_Work request_:
Scan the entries that follow and give only the number of lines containing "routine".

Image-grounded pointing data:
* * * * *

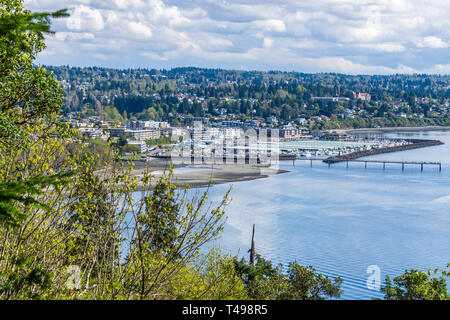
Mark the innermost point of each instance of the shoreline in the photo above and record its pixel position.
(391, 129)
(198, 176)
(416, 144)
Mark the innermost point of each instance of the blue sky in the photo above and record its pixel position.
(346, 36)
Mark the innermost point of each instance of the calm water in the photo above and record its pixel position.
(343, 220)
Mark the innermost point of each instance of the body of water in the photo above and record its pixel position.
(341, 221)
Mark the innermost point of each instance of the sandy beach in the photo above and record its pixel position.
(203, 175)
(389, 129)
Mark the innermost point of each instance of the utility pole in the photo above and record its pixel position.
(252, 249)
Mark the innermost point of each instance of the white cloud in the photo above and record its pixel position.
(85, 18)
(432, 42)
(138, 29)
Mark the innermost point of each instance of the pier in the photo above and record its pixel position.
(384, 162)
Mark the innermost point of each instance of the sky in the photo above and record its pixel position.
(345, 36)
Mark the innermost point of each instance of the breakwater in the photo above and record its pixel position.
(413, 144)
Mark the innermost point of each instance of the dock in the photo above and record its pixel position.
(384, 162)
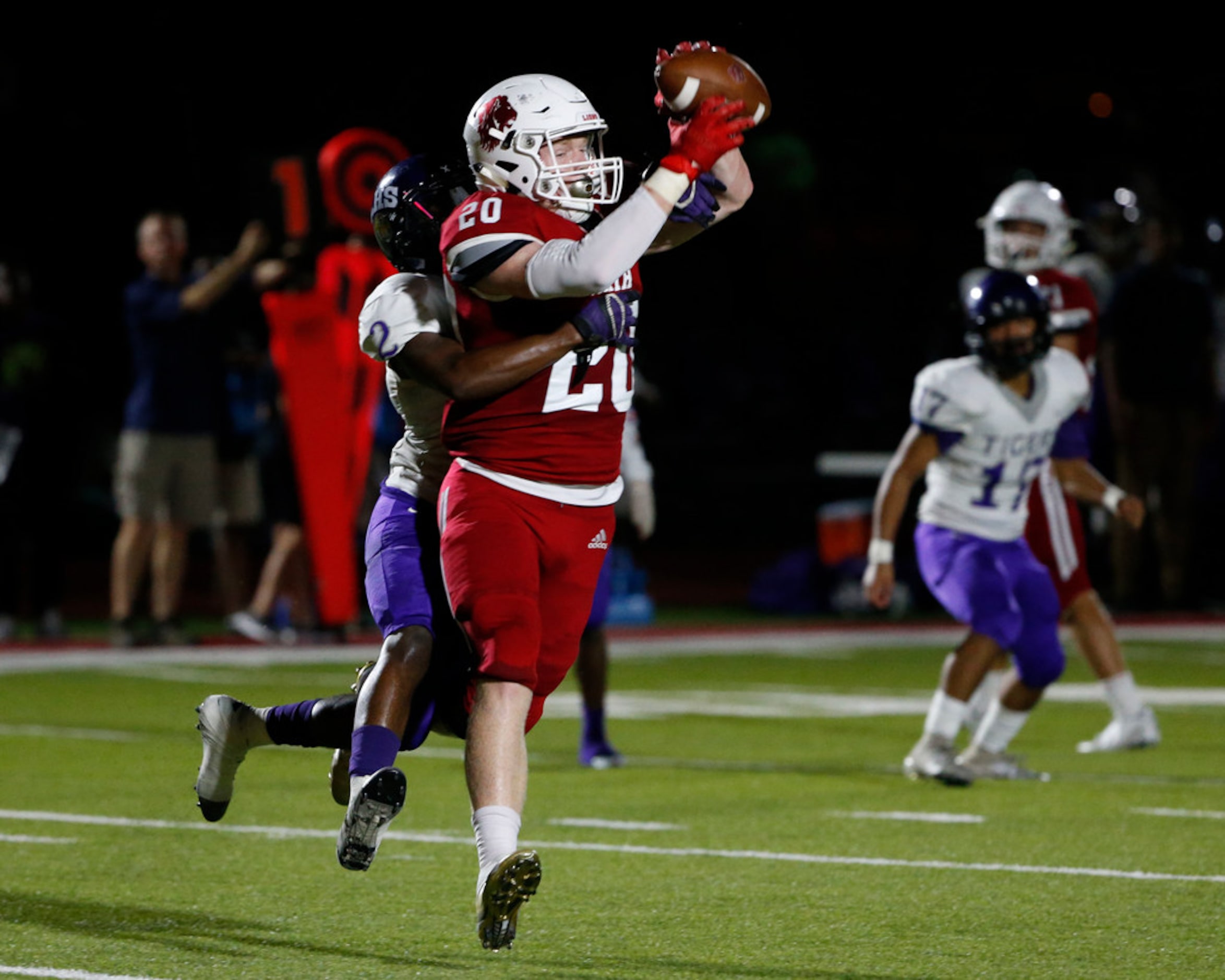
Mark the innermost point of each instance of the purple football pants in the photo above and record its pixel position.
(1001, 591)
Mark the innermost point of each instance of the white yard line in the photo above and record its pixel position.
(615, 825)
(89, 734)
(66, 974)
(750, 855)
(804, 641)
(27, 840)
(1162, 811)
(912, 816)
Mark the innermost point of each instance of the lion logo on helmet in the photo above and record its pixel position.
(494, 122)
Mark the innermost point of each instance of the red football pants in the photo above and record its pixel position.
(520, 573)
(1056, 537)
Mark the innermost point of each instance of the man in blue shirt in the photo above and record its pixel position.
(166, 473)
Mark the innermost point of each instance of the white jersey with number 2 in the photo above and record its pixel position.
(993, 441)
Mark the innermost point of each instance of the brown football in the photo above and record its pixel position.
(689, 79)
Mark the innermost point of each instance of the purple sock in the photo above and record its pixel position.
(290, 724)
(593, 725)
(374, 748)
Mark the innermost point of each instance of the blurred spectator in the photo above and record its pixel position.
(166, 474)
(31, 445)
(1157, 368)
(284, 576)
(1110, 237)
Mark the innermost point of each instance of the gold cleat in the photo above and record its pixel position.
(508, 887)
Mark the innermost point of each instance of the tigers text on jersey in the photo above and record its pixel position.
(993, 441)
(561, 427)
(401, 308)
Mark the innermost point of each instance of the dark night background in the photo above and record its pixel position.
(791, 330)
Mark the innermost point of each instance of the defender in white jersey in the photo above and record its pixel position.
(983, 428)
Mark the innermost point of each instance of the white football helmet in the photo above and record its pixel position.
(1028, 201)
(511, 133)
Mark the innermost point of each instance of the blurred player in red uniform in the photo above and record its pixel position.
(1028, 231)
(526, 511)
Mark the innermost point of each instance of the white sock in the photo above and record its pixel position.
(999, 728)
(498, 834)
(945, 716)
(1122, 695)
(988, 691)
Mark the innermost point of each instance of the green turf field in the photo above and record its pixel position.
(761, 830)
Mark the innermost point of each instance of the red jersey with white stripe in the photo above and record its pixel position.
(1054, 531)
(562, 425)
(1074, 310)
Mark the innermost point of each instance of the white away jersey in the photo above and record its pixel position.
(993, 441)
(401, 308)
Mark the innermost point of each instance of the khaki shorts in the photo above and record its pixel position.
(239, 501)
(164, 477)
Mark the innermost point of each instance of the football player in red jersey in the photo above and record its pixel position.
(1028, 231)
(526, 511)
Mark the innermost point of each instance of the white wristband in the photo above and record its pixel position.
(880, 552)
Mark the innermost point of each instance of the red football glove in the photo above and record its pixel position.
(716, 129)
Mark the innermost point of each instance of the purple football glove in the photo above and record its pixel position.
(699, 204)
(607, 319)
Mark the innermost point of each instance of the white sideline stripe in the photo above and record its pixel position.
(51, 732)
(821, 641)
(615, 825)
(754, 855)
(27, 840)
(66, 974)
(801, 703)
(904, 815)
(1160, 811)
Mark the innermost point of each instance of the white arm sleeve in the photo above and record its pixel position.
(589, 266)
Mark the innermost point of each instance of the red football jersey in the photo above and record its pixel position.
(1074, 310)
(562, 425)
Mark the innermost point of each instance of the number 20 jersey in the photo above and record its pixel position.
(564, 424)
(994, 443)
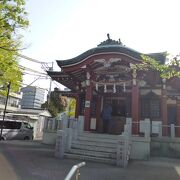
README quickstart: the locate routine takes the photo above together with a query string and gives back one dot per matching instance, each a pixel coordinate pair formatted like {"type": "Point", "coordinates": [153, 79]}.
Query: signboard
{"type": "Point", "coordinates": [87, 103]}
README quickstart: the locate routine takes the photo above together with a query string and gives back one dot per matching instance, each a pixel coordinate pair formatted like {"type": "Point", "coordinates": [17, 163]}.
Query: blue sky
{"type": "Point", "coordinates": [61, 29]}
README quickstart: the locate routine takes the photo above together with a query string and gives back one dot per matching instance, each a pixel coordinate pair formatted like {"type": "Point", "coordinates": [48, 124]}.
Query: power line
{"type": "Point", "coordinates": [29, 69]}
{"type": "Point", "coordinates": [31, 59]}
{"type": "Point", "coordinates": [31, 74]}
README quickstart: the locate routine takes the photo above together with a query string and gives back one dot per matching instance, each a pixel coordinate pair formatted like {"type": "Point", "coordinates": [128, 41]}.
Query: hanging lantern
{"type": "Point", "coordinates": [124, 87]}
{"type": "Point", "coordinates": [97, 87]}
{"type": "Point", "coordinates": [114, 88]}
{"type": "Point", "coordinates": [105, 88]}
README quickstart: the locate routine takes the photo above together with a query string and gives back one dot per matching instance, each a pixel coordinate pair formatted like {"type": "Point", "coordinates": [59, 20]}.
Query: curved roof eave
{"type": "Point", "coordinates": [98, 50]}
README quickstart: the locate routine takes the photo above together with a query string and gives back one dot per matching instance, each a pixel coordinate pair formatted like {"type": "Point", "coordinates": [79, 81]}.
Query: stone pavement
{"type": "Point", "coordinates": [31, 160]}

* * * * *

_Task solution_:
6